- What this task involves
Copy out the lines below, renaming "curved tile roof" to "barrel tile roof" wherever it appears and keeping everything else the same. Leave the pictures out of your copy.

- Recorded data
** BEGIN **

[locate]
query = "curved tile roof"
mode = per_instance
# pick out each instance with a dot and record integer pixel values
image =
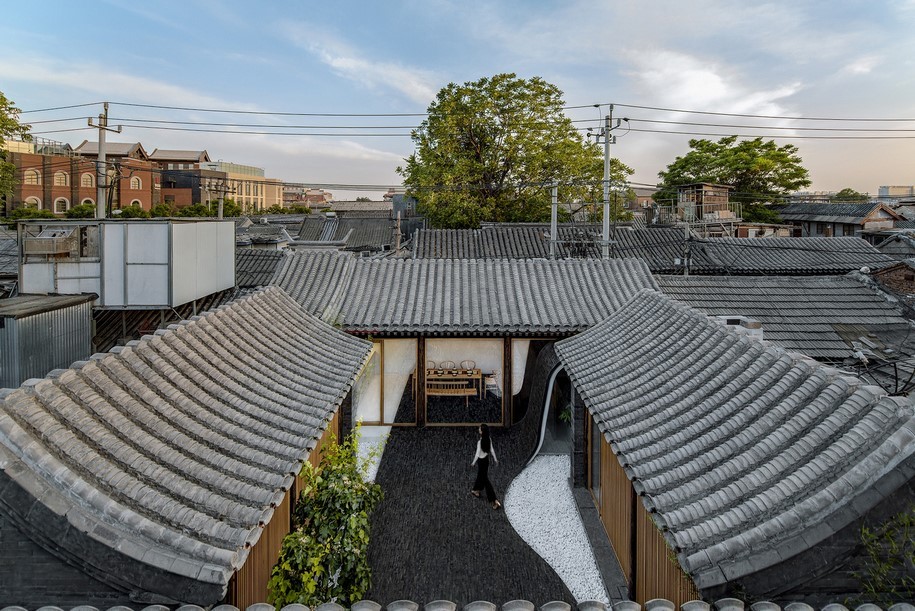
(746, 454)
(461, 297)
(174, 450)
(796, 256)
(797, 313)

** END **

- Written reply
[locate]
query = "barrel tile roof"
mode = per_instance
# pick out each instance with a dot and record integer pixel values
image =
(746, 454)
(461, 297)
(174, 450)
(796, 256)
(797, 313)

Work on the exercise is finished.